* **設問**:
• a. 提供文で、シニア層へのアプローチが盛んな業態として挙げられているものは何ですか。
• b. 提供文の「そこで、シニア向けフィットネス市場」で始まる段落を、主な内容を残して箇条書きにまとめてください。

* **提供文**:
________________________________________
シニア向けフィットネス市場と業態別アプローチを調査!
年々拡大するシニア市場ですが、フィットネス業界のシニア向けサービスも、例外ではありません。大手スポーツクラブを始め、ヨガやジムなど様々な業態でシニア層へのアプローチが盛んです。
そこで、シニア向けフィットネス市場の規模や展開事例を徹底調査。シニア層のフィットネスクラブ使用者数の増加の背景や、SNSを利用した宣伝戦略にも迫ります。
また、フィットネス市場への参入を検討する上で、シニア市場全体の傾向もチェックしましょう。以下の記事では、シニア市場のターゲット属性や、効果的なマーケティングについても解説しています。
________________________________________
* **提供データ**:
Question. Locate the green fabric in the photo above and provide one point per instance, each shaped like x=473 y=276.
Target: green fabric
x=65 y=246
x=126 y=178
________________________________________
* **解答**:
• a. 大手スポーツクラブ、ヨガ、ジムなどです。

• b.
- シニア向けフィットネス市場の規模や展開事例を徹底調査する
- シニア層のフィットネスクラブ使用者数が増加した背景を探る
- SNSを利用した宣伝戦略を取り上げる